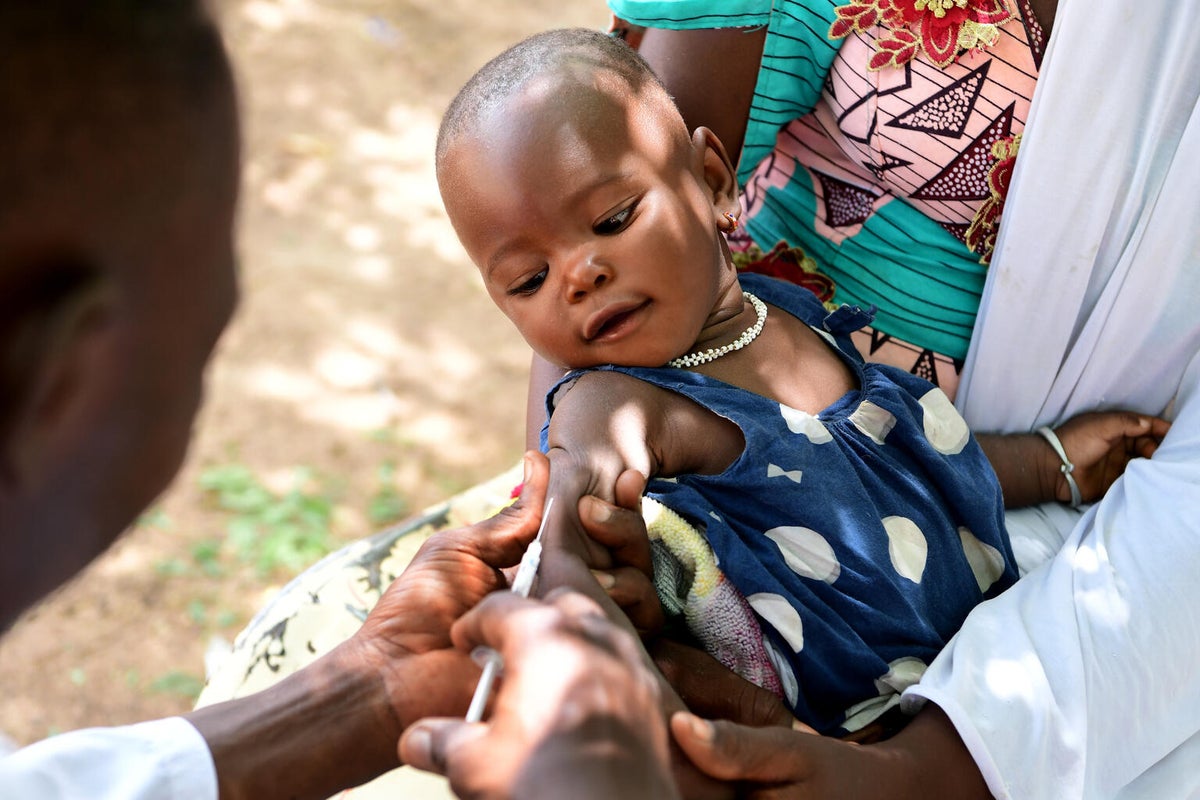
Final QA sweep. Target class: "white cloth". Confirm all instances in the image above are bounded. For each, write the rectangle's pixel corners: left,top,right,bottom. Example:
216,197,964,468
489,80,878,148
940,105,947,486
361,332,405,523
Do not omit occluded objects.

YOUR INSTRUCTIONS →
Please write out the lines above again, substituting "gray towel" for "white cloth" and keeping everything else the same. Leave the picture out.

WRITTEN RESPONSE →
Final QA sweep. Target class: "gray towel". Confirm all instances in the image above are bounded. For each, write the rectangle's pixel corners: left,top,right,bottom. Example:
216,197,964,468
489,80,878,148
940,105,947,486
361,332,405,523
Do not omit occluded objects.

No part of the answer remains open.